▸ Data lines
>>>>

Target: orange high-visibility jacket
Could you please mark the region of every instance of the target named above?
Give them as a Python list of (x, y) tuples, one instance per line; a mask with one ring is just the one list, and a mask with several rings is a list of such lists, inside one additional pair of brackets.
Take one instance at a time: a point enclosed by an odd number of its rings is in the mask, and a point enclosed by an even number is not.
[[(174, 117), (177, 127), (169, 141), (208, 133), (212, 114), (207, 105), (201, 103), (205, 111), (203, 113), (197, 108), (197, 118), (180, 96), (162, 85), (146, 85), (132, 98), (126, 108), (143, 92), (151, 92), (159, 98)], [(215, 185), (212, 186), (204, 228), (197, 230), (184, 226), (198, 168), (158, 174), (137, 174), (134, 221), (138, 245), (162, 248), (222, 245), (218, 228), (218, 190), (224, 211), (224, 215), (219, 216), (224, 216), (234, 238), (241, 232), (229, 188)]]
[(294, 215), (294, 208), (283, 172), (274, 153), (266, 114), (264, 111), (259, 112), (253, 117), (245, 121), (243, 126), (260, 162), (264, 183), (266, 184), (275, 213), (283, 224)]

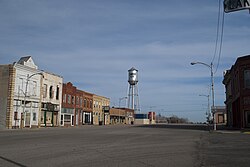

<<<<

▸ Exercise brief
Arrange every line of the listing above as a JSON list of strings, one string per line, skipping blank lines and leaving out the picture.

▸ Answer to the exercise
[
  "Target: orange high-visibility jacket",
  "Could you please mark the region of every instance of the target named above?",
  "Give them as a Python list of (x, y) tuples, one instance per line; a mask with one ring is just the one list, and a mask with several rings is a list of such lists, inside one additional pair of brackets.",
  "Take one instance at a time: a point enclosed by an odd number of its rings is in the mask, and a point enclosed by an even number is not.",
  "[[(174, 117), (177, 127), (169, 141), (208, 133), (212, 114), (207, 105), (201, 103), (205, 111), (203, 113), (197, 108), (197, 118), (180, 96), (162, 85), (146, 85), (132, 98), (126, 108), (143, 92), (151, 92), (159, 98)], [(215, 185), (212, 186), (204, 228), (197, 230), (184, 226), (198, 168), (158, 174), (137, 174), (134, 221), (138, 245), (162, 248), (222, 245), (218, 228), (218, 190), (224, 211), (224, 215), (219, 216), (224, 216), (234, 238), (241, 232), (229, 188)]]",
  "[(294, 215), (294, 208), (283, 172), (274, 153), (266, 114), (264, 111), (259, 112), (253, 117), (245, 121), (243, 126), (260, 162), (264, 183), (266, 184), (275, 213), (283, 224)]"
]